• **Directions**:
A) According to the text on Linux hardware requirements, how much RAM does Gentoo need for a text-based interface?
B) In the text on Linux hardware requirements, how would you put this sentence into Spanish: "If your computer’s hardware is lower, I am afraid you will have to go with the text interface."
C) Can you carry the text on Linux hardware requirements forward from its last sentence?

• **Source**:
In terms of minimum hardware requirements, you can run Linux on a processor as slow as Intel 486. Considering that almost all of these processors are either recycled, dumped or donated to the museums, it is unlikely that you have one. If your current computer has at least a Pentium III processor or higher, you can run many distributions with the graphical desktop. If your computer’s hardware is lower, I am afraid you will have to go with the text interface.
Instead of talking vaguely with slow/fast/old/new adjectives, let’s base our ideas on the numbers. Here are distributions that have extremely low minimum requirements for a text-based interface (but multiuser and networked):
- Slackware: Any 586 Processor, 32 Megabytes of RAM, 1 GB of Hard Disk Space, 4x CD-ROM (or floppy drive if you can’t boot from CD)
- Gentoo: Any 486 Processor or higher, 64 Megabytes of RAM, 2 Gigabytes of Hard Disk Space, 4x CD-ROM
(Above hard disk requirements exclude swap space. Add 2 x Your RAM as the swap space; for example if you have 216 Megabytes of RAM, consider a swap space of 2 x 256 = 512 Megabytes. If the requirement is 1 Gigabyte, then you need to have 1 + 0.5 = 1.5 Gigabytes of hard disk space.)

Excerpts of pointing data

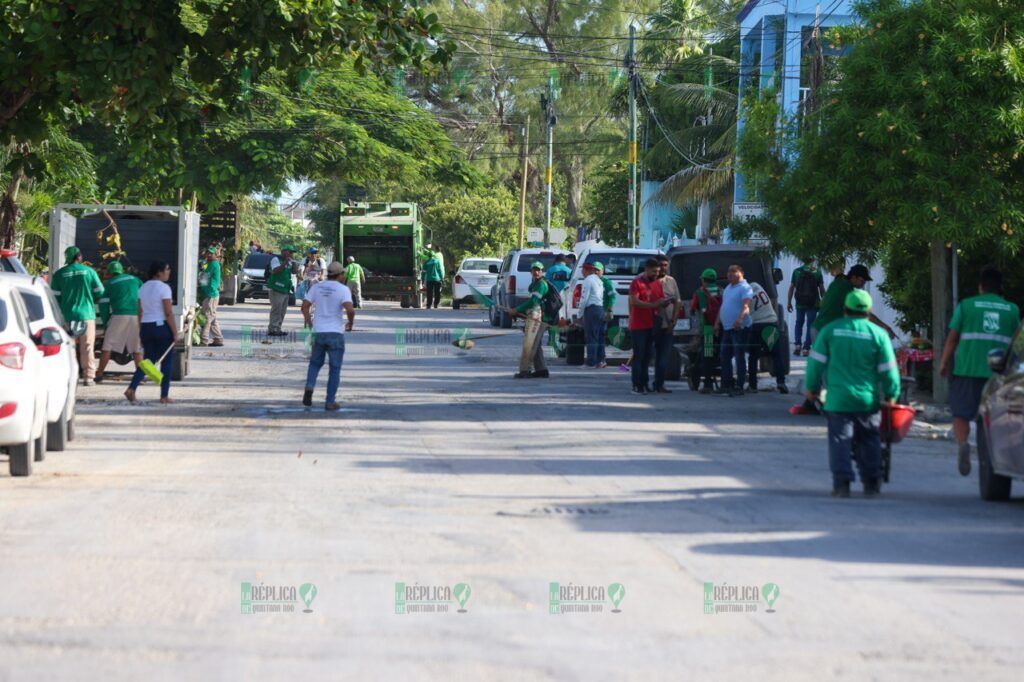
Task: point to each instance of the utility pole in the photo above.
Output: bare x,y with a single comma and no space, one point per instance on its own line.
549,119
522,188
631,66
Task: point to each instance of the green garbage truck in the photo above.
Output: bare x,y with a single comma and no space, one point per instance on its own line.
386,239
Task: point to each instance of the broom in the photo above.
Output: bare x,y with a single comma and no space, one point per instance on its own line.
148,368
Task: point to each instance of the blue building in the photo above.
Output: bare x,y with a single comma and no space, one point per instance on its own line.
776,49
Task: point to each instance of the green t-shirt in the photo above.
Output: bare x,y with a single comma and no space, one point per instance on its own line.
280,282
353,273
209,273
861,366
432,270
609,294
77,288
833,303
122,295
984,323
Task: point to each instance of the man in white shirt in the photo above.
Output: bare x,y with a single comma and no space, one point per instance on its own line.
592,307
765,336
322,310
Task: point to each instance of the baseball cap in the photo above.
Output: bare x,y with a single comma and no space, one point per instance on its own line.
858,300
859,270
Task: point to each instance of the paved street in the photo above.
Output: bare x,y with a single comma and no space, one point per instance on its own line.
122,558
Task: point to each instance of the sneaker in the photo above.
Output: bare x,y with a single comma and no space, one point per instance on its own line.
963,459
841,489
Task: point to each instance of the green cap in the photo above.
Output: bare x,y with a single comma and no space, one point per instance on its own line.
858,300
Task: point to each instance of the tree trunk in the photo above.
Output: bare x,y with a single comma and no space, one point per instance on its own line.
940,315
8,210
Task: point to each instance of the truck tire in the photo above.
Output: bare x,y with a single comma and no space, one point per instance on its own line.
991,485
22,457
181,361
576,346
675,370
56,433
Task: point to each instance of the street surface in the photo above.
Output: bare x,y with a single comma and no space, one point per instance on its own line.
123,557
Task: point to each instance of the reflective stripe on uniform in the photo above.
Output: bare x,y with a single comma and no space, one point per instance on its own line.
981,336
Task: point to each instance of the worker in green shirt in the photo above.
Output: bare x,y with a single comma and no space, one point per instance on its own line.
119,307
209,292
433,272
534,326
77,288
980,324
354,279
862,374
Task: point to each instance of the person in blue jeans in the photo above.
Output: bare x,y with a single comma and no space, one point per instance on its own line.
158,330
322,310
734,321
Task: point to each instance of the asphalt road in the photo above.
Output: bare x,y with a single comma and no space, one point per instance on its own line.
125,556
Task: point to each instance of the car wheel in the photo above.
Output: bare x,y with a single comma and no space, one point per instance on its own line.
576,346
991,485
22,457
56,433
40,446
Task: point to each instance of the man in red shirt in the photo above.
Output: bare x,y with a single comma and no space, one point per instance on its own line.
646,298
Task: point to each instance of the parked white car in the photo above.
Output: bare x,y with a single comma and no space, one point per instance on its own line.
46,326
23,385
473,273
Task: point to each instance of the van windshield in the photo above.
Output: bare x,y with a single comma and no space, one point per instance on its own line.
626,263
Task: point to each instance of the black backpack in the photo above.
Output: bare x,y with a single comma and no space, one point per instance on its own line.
807,290
551,304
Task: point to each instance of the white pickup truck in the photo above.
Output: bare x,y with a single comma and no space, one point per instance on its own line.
622,265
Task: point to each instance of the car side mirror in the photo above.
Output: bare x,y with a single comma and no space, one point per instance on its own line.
997,359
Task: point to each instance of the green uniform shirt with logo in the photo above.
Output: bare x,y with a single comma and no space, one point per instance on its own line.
432,270
122,296
861,366
209,280
609,294
833,303
77,288
281,281
538,290
984,323
353,273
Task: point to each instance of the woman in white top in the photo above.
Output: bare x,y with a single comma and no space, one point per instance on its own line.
157,330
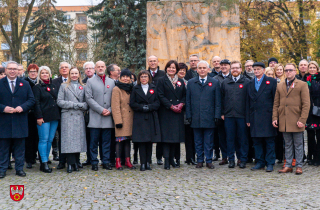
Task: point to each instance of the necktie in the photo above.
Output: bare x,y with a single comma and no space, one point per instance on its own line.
12,86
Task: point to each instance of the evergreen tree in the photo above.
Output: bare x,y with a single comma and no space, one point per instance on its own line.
50,33
121,26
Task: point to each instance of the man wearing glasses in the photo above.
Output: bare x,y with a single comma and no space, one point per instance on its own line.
290,113
16,99
260,97
249,70
233,112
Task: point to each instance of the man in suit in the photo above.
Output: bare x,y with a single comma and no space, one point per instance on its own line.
203,112
260,98
89,73
215,62
64,69
233,94
156,73
192,72
16,99
98,97
290,112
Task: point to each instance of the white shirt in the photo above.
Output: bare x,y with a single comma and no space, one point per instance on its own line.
205,79
238,77
63,78
145,88
14,83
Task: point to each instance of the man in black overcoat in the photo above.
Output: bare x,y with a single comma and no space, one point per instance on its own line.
260,97
16,99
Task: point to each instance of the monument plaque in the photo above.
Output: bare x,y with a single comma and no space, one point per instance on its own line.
177,29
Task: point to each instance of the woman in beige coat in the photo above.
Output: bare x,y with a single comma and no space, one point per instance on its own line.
123,117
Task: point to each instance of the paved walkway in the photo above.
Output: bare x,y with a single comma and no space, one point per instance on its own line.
184,188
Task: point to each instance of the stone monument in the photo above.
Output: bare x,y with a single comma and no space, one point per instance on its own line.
177,29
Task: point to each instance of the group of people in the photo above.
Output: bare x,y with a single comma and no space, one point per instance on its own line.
259,113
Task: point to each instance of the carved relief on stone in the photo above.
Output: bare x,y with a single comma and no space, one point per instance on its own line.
177,29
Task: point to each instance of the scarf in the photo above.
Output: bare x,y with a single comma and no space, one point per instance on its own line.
125,86
173,80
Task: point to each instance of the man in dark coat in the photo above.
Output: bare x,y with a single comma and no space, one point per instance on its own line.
192,72
203,109
260,97
64,69
89,73
156,73
233,94
221,142
16,99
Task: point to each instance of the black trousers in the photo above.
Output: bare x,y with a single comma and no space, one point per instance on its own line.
62,156
18,151
31,142
314,145
159,151
72,158
279,146
189,143
145,152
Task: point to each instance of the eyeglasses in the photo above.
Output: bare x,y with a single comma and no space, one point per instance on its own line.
11,69
289,70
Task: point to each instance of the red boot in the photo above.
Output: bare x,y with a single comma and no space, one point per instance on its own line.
128,163
118,164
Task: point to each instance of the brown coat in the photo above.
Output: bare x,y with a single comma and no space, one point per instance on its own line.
122,112
292,106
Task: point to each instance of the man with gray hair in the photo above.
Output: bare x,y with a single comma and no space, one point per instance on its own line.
64,69
203,112
192,72
16,99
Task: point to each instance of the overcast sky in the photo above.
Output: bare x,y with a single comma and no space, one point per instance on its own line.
76,2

• **Outputs for the tasks**:
A) 64 megabytes

B) Si el hardware de tu computadora es inferior, me temo que tendrás que optar por la interfaz de texto.

C)
OK, I admit that these are the minimum requirements for an up and running Linux system in text-only mode. Let’s see what do we need for a graphical desktop environment:
- Puppy Linux: Any Pentium III processor, 256 Megabytes of RAM, 1 GB of Hard Disk Space, 4x CD-ROM
- Fluxbuntu/Xubuntu: Pentium III processor, 256 Megabytes of RAM, 1.5 GB of Hard Disk Space, 4x CD-ROM
As you can see, the minimum system requirements are closely tied to the distribution you choose. Modern distributions such as Ubuntu, openSUSE, Fedora with their full graphic desktops which come with the default installation, require better hardware. However, I can safely say that any single-core processor over 1 Gigahertz and 1 Gigabyte of RAM (slightly higher than the latest smartphones) will run any Linux distribution at a reasonable speed, but of course, the higher the better.
I suggest you compare your current hardware with the system requirements listed in the Linux Distribution’s website. Most probably your current hardware will be much faster.